What you are asked to do:
Pull out each line of the items below that contains the string "rocky". Matching is case-sensitive.

Extracted entries:
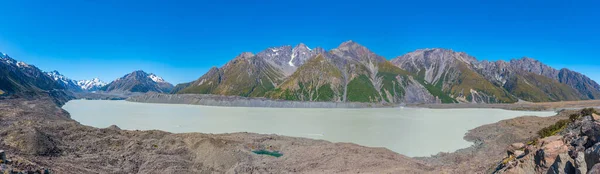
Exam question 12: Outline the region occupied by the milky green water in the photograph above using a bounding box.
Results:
[63,100,555,157]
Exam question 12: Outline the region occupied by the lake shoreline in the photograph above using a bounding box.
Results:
[63,100,556,157]
[126,93,600,111]
[0,96,584,173]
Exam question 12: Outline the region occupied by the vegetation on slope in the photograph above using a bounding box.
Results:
[377,61,410,103]
[504,73,581,102]
[347,74,380,102]
[266,55,343,101]
[178,56,283,97]
[449,62,517,103]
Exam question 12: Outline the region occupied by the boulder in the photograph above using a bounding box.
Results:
[0,150,6,163]
[592,113,600,120]
[535,136,569,168]
[547,153,575,174]
[571,136,588,147]
[510,143,525,150]
[589,164,600,174]
[514,150,525,158]
[574,152,587,174]
[581,122,600,148]
[585,143,600,170]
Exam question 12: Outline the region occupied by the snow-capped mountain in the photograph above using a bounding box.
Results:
[46,70,82,91]
[46,70,106,91]
[100,70,173,93]
[148,73,165,83]
[77,78,106,91]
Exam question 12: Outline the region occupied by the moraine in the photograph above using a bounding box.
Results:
[63,100,555,157]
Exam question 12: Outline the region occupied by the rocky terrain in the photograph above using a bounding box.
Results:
[171,41,600,104]
[0,97,596,173]
[127,93,391,108]
[406,100,600,111]
[494,109,600,173]
[100,70,173,93]
[0,96,435,173]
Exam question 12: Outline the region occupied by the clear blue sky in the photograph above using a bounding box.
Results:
[0,0,600,83]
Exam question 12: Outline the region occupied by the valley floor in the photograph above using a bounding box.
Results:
[0,96,592,173]
[407,100,600,111]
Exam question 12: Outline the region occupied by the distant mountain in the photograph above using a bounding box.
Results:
[172,41,440,103]
[392,49,600,103]
[100,70,173,93]
[46,70,106,92]
[171,41,600,103]
[77,78,106,91]
[0,53,71,103]
[46,70,83,92]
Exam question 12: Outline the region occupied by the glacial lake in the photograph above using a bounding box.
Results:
[63,100,555,157]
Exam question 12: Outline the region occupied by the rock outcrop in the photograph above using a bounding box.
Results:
[494,109,600,174]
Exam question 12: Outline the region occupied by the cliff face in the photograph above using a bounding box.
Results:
[100,70,173,93]
[493,108,600,173]
[173,41,600,103]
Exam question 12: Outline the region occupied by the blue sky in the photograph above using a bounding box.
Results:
[0,0,600,83]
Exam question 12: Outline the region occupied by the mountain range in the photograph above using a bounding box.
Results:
[0,53,173,98]
[46,70,106,92]
[0,41,600,103]
[171,41,600,103]
[100,70,173,93]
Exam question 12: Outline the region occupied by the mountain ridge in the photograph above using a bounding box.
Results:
[171,40,600,103]
[99,70,173,93]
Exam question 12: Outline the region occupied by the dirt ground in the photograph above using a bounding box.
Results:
[0,99,600,173]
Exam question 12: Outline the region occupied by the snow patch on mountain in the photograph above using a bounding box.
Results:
[46,71,73,85]
[17,62,29,68]
[77,78,106,90]
[148,74,165,83]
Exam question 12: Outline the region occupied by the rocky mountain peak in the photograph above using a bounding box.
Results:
[331,40,385,63]
[235,52,254,59]
[294,43,312,51]
[510,57,559,80]
[336,40,370,52]
[101,70,173,93]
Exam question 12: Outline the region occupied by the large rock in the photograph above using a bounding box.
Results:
[589,164,600,174]
[575,152,587,174]
[581,121,600,148]
[547,153,575,174]
[585,143,600,170]
[535,136,569,168]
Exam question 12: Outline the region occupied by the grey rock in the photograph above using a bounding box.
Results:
[581,121,600,148]
[588,164,600,174]
[101,70,173,93]
[584,143,600,170]
[402,77,442,104]
[575,152,587,174]
[127,93,386,108]
[558,68,600,99]
[547,153,575,174]
[571,136,588,147]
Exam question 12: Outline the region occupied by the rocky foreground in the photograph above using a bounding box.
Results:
[0,99,435,173]
[0,98,596,173]
[127,93,389,108]
[495,109,600,173]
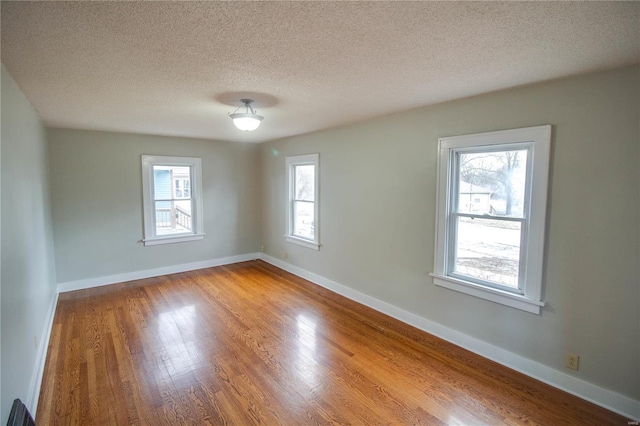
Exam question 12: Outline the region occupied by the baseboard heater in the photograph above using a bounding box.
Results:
[7,399,36,426]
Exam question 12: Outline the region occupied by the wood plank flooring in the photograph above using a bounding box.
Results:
[36,261,628,425]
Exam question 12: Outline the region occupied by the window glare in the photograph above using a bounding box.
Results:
[153,165,193,235]
[293,201,315,240]
[457,150,528,218]
[453,217,521,289]
[294,164,315,201]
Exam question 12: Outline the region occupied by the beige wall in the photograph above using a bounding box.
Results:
[261,66,640,400]
[0,65,56,424]
[49,129,260,283]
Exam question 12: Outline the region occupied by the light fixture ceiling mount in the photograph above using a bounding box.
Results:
[229,99,264,132]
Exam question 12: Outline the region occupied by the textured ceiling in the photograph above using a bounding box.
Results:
[2,1,640,142]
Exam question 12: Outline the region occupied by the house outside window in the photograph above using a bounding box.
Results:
[285,154,320,250]
[432,126,551,313]
[142,155,204,245]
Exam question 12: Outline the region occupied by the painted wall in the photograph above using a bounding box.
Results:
[48,129,260,283]
[261,66,640,400]
[0,65,56,424]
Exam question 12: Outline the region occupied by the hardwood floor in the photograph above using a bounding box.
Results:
[36,261,627,425]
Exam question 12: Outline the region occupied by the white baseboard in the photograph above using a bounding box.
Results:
[259,253,640,420]
[24,292,59,419]
[58,253,260,293]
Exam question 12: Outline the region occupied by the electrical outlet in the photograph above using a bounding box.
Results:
[565,352,580,371]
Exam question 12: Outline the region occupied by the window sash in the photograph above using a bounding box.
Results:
[431,125,551,314]
[445,212,527,294]
[285,154,320,250]
[291,199,315,241]
[142,155,204,246]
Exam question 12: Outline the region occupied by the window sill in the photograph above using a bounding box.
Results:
[142,234,205,246]
[429,273,545,315]
[284,235,320,250]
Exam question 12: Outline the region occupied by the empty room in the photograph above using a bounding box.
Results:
[0,1,640,425]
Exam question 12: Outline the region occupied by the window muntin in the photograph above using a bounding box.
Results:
[285,154,319,250]
[142,155,204,245]
[447,143,531,294]
[432,126,551,313]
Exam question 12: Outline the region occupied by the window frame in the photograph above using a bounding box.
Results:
[431,125,551,314]
[141,155,205,246]
[285,154,320,250]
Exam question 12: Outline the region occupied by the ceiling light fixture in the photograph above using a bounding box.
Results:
[229,99,264,132]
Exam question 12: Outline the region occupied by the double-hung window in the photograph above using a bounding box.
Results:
[432,126,551,313]
[285,154,320,250]
[142,155,204,245]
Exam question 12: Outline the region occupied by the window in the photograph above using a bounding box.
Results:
[432,126,551,313]
[142,155,204,246]
[285,154,320,250]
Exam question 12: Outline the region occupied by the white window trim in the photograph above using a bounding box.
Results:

Answer to this problem:
Exam question 12: Outline the region occupied by the rocky terrain in the photograph above using a bounding box.
Exam question 12: Outline the region occupied by the rocky mountain peak in the photograph above using a bounding box.
Exam question 12: Outline the region occupied by the rocky foreground in the photograph above using a bounding box.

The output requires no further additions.